§ GOAL:
Return every line of the rows below that contains the string "view", matching case exactly.

┌──

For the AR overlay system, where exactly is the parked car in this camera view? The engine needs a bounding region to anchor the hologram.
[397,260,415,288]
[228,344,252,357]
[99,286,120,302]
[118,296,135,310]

└──

§ RESULT:
For the AR overlay system, where exactly is the parked car in this camera view? The engine needs a bounding region to anchor the hologram.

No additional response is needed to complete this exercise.